── DOCUMENT ──
In still another embodiment, the first film 1 can be a colored
film.
[0028] The first film 1 is preferably made of a flexible and
resilient material that is UV-radiation resistant and impact
resistant. Additionally, the first film 1 can preferably dampen
vibration forces, and has a thickness suitable to reduce the wear
and tear of the shaped article. In one embodiment, the first film 1
can be made of a thermo-plastic urethane (TPU) material. In another
embodiment, the first film 1 can be made of an
acrylnitrile-butadiene-styrene (ABS) copolymer material. In still
another embodiment, the first film 1 material can be an ABS/TPU
blend. In yet another embodiment, the first film 1 can be made of a
polyamid material. In one embodiment, the second film 2 is made of
the same material as the first film 1. In another embodiment, the
second film 2 can be made of a plastic material.
[0029] In a preferred embodiment, the first film 1 has a density of
between about 1 g/cm.sup.3 and about 1.2 g/cm.sup.3, and more
preferably between about 1.1 g/cm.sup.3 and about 1.13 g/cm.sup.3.
───
── DATA PROVIDED ──
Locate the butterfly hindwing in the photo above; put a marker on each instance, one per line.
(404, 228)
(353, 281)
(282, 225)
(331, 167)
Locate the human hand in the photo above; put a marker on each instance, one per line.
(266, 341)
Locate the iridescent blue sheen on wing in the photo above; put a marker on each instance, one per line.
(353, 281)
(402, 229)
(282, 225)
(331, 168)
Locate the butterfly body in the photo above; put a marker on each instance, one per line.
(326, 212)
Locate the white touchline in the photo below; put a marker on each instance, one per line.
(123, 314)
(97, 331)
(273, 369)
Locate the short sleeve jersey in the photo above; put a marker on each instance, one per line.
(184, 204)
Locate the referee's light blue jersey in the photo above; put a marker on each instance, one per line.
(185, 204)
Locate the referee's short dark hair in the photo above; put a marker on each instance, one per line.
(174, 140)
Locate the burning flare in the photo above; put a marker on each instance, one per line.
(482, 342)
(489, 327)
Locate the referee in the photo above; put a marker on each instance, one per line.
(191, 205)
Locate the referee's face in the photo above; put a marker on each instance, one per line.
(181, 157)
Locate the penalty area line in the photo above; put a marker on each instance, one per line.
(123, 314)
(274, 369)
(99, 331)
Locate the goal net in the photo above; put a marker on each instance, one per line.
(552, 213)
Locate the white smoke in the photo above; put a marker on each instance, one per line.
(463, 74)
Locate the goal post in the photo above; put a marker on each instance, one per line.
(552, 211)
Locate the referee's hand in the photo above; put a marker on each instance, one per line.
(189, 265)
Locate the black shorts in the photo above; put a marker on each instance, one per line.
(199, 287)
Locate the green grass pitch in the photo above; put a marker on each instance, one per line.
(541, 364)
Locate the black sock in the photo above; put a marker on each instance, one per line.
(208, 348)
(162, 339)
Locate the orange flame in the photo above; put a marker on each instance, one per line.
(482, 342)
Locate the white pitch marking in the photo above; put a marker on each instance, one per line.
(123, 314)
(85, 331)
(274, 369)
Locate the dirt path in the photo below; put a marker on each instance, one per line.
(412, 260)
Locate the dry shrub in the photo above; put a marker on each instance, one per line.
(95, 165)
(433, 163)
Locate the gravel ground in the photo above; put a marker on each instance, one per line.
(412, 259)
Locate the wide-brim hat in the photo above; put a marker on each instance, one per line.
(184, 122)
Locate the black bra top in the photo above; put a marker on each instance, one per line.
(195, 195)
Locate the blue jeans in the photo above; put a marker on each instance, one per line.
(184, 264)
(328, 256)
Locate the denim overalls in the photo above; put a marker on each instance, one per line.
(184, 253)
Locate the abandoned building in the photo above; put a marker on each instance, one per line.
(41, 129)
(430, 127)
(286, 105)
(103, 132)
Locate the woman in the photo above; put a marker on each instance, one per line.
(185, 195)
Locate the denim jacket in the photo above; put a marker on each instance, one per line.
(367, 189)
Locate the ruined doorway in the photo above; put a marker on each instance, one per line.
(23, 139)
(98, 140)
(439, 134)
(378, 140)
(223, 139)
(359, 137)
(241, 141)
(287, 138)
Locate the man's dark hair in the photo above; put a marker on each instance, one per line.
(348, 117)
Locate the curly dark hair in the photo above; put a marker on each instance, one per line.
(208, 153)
───
TASK REQUIREMENTS
Extract the full passage on film materials, word for word, with nothing left out or changed. The records have no connection to the text on film materials.

FULL RESPONSE
In still another embodiment, the first film 1 can be a colored
film.
[0028] The first film 1 is preferably made of a flexible and
resilient material that is UV-radiation resistant and impact
resistant. Additionally, the first film 1 can preferably dampen
vibration forces, and has a thickness suitable to reduce the wear
and tear of the shaped article. In one embodiment, the first film 1
can be made of a thermo-plastic urethane (TPU) material. In another
embodiment, the first film 1 can be made of an
acrylnitrile-butadiene-styrene (ABS) copolymer material. In still
another embodiment, the first film 1 material can be an ABS/TPU
blend. In yet another embodiment, the first film 1 can be made of a
polyamid material. In one embodiment, the second film 2 is made of
the same material as the first film 1. In another embodiment, the
second film 2 can be made of a plastic material.
[0029] In a preferred embodiment, the first film 1 has a density of
between about 1 g/cm.sup.3 and about 1.2 g/cm.sup.3, and more
preferably between about 1.1 g/cm.sup.3 and about 1.13 g/cm.sup.3.